SUPPLIED RECORDS:
--
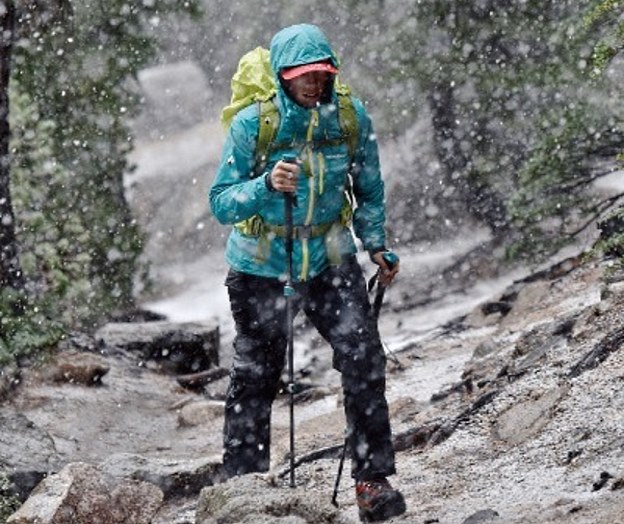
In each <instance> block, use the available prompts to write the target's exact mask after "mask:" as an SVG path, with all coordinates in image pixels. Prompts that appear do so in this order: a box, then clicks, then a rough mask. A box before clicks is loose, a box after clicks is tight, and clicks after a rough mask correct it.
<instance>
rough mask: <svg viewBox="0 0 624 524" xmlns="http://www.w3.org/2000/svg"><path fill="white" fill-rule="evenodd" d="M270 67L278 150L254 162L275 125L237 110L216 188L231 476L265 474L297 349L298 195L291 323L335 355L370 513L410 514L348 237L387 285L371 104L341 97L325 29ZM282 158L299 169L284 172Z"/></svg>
--
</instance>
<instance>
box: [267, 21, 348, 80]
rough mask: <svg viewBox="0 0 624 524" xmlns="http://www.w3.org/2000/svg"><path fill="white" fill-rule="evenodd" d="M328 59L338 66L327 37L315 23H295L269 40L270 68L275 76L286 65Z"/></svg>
--
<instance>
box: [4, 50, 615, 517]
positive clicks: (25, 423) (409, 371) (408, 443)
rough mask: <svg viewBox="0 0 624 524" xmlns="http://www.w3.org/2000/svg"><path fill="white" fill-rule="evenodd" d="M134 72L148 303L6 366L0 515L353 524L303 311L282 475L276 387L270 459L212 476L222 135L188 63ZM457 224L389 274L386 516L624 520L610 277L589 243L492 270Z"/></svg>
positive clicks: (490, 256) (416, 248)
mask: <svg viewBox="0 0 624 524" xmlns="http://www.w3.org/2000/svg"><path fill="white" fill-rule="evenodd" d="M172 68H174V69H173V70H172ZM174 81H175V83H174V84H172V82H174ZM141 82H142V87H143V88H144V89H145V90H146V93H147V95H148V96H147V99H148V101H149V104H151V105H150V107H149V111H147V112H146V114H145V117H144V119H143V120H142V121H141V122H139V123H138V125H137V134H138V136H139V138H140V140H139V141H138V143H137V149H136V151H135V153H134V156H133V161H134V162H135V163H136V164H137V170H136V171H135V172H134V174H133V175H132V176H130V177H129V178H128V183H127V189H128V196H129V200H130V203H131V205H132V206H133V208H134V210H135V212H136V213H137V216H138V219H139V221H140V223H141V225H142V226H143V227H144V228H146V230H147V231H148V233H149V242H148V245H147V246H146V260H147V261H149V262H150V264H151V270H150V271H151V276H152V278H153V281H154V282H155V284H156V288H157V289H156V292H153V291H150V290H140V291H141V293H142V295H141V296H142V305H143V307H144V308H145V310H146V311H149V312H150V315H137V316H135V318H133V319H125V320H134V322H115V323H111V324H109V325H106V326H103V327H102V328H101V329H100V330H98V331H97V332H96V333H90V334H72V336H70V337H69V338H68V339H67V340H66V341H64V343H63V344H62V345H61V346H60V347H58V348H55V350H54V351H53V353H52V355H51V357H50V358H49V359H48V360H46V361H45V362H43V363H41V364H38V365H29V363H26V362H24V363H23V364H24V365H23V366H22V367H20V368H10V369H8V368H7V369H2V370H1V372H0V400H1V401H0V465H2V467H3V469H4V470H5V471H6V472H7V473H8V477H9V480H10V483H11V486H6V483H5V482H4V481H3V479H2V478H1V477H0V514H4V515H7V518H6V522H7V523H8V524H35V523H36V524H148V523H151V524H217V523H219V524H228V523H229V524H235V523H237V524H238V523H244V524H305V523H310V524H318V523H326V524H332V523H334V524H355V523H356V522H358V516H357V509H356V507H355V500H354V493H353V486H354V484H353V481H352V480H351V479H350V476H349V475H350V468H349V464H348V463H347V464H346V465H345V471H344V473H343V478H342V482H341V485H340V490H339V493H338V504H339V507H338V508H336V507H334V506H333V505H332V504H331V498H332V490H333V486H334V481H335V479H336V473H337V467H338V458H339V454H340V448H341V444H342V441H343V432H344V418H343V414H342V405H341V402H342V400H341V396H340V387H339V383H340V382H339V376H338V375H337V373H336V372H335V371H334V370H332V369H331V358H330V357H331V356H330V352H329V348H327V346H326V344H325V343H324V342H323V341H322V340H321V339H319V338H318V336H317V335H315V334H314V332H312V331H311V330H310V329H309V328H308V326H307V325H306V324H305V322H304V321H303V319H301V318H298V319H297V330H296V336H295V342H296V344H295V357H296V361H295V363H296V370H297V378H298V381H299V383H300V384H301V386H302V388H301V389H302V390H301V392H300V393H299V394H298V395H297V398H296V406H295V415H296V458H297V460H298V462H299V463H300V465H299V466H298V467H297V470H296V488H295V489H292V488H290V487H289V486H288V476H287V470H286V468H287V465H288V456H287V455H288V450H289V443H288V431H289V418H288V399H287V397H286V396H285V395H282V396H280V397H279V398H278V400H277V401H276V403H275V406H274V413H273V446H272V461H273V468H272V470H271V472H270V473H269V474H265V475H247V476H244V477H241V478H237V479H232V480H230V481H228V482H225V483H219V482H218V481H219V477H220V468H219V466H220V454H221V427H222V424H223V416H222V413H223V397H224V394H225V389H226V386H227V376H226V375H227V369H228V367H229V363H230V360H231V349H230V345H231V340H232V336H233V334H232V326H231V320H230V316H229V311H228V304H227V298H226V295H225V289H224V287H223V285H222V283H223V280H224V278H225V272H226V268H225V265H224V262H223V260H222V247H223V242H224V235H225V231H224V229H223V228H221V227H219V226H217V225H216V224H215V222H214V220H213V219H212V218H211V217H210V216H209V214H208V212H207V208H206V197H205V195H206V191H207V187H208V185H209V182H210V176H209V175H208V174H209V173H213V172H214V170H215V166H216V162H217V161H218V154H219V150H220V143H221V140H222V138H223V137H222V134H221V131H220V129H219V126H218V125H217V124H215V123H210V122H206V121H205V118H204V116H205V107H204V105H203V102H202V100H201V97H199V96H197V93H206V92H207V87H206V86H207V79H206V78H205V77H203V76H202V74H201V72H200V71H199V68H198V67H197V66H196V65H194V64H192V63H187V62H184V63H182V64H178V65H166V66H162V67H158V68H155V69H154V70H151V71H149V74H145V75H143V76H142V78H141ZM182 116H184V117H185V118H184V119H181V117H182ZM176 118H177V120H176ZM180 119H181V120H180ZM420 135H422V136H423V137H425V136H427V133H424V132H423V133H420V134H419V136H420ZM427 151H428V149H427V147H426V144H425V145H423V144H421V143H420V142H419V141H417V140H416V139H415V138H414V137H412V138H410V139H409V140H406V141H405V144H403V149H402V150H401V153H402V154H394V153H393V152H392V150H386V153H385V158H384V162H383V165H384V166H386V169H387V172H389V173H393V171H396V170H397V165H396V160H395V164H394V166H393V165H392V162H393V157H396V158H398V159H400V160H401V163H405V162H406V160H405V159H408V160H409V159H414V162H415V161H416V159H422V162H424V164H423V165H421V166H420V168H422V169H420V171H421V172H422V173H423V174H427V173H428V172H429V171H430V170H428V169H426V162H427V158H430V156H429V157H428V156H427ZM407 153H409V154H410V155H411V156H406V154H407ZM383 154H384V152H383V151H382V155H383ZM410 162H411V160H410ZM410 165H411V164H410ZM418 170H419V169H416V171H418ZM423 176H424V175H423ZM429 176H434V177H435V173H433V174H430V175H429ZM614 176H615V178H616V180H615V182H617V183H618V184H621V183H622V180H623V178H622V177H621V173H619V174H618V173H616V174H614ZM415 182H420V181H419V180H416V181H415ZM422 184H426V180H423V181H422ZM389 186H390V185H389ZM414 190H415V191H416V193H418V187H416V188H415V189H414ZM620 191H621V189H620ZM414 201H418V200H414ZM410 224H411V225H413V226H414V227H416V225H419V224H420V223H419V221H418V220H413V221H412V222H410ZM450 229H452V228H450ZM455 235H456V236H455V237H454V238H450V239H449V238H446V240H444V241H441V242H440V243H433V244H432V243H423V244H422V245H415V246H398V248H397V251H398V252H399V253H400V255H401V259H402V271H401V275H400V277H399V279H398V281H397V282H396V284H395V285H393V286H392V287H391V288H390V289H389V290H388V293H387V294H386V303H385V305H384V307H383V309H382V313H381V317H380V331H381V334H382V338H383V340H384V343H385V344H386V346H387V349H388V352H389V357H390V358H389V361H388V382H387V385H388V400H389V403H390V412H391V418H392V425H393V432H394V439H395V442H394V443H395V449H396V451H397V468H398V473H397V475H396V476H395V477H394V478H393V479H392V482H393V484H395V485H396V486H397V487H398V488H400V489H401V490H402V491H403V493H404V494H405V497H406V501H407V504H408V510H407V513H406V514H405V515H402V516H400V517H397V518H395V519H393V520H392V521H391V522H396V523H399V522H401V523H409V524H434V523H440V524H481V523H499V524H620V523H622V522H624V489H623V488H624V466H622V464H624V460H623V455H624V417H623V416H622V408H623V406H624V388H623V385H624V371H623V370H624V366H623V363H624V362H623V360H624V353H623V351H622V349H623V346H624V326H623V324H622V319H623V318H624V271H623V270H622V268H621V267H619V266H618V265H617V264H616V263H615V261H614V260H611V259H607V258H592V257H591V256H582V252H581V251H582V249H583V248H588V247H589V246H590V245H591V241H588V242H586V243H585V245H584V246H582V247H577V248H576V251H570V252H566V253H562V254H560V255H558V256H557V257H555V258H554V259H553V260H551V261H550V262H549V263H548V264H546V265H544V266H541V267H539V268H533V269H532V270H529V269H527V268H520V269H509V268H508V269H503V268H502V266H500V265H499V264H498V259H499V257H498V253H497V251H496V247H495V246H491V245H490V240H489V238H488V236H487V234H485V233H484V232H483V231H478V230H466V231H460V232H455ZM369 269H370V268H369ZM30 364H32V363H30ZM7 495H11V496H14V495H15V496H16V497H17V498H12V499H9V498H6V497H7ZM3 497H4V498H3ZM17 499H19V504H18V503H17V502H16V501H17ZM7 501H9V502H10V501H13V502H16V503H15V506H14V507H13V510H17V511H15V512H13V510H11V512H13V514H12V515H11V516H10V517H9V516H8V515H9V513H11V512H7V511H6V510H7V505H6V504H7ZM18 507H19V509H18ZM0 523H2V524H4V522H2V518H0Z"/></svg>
--
Please return only the lines above, starting at the line that has "</instance>" and ending at the line that has "59L338 66L327 37L315", keeping both and leaving each one unchanged.

EXERCISE ANSWER:
</instance>
<instance>
box: [267, 21, 348, 80]
rough mask: <svg viewBox="0 0 624 524" xmlns="http://www.w3.org/2000/svg"><path fill="white" fill-rule="evenodd" d="M328 59L338 66L327 37L315 23H295L269 40L270 68L275 76L286 65Z"/></svg>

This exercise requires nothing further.